▶ _STUDY TEXT_
I’ve been trying to be really good with my training. Even when I’ve had to repeat C25K runs, I’ve made a point of each time I go out making it to my goal distance. I run/walk about 3 days a week, sometimes 4, with at least 3 days of strength training work, usually focused on my core and leg muscles that should help me avoid injury. I also make a point of stretching really well almost every day after my workouts. The two times I haven’t, I’ve at least done some basic stretches to try to make sure I feel better the next day.
Usually my goal distance is four miles, even if I have to walk the majority of the distance. I chose that distance because I wanted to make sure I wasn’t barely dragging myself over the finish line for the Below the Belt Stride & Thrive. See, a 5k is just over 3.2 miles. The few times my goal distance hasn’t been 4 miles, it’s been 3.5 miles. It’s not that I’m an overachiever, I just really don’t want to fail in May.

▶ _INFORMATION SHOWN_
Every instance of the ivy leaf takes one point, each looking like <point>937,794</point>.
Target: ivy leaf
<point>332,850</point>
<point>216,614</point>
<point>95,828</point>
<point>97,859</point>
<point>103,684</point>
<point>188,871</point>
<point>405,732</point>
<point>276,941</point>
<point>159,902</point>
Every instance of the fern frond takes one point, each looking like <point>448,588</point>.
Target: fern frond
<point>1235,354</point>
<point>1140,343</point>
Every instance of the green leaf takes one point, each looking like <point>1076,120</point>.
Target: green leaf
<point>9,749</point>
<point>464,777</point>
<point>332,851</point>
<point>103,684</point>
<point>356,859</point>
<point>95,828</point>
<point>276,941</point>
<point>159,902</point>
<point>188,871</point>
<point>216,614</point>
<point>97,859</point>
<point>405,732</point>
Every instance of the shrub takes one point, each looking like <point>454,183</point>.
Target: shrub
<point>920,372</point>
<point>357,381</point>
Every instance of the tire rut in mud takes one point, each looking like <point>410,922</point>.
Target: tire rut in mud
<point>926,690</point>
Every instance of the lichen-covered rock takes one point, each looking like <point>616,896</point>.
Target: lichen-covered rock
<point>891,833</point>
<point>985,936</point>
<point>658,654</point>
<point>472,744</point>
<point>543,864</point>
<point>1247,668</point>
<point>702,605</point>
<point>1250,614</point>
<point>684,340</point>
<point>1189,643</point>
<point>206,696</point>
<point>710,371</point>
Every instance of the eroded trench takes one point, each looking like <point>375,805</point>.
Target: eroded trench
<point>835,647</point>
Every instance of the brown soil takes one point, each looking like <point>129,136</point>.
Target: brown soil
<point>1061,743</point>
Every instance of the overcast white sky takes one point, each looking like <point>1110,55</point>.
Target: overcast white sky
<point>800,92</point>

▶ _QUESTIONS_
a) Print the running post from "I’ve been trying" to "the next day.".
b) In the running post, what is the usual goal distance for each outing?
c) Render this sentence from the running post in Spanish: "Usually my goal distance is four miles, even if I have to walk the majority of the distance."
None of the rows is needed for this work.

▶ _TASK RESPONSES_
a)
I’ve been trying to be really good with my training. Even when I’ve had to repeat C25K runs, I’ve made a point of each time I go out making it to my goal distance. I run/walk about 3 days a week, sometimes 4, with at least 3 days of strength training work, usually focused on my core and leg muscles that should help me avoid injury. I also make a point of stretching really well almost every day after my workouts. The two times I haven’t, I’ve at least done some basic stretches to try to make sure I feel better the next day.

b) Four miles.

c) Normalmente mi distancia objetivo es de cuatro millas, aunque tenga que caminar la mayor parte del recorrido.